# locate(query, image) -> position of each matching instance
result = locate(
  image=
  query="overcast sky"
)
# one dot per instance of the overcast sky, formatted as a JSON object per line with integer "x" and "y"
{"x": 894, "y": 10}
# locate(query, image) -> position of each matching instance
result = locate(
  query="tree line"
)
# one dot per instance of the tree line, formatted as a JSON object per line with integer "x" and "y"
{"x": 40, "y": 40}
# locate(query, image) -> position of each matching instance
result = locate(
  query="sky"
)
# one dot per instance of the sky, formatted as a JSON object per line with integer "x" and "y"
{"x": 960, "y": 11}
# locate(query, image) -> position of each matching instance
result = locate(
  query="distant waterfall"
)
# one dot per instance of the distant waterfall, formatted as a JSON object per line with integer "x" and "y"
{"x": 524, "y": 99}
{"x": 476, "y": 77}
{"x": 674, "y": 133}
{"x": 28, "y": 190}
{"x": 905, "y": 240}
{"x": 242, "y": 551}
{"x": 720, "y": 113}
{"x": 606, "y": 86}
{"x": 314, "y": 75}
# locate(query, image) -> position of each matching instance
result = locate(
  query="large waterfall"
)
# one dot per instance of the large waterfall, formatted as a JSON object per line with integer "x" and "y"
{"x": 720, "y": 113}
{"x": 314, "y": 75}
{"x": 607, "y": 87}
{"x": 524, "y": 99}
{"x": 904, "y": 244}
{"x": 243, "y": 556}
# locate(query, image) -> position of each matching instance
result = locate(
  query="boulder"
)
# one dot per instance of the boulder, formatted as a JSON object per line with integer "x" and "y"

■ ■ ■ ■ ■

* DIRECTIONS FOR THIS TASK *
If a line in the data contains the string "boulder", copy it.

* SOLUTION FOR THIS TASK *
  query="boulder"
# one dot per instance of the boulder, formatted as a JSON object per line with integer "x" and "y"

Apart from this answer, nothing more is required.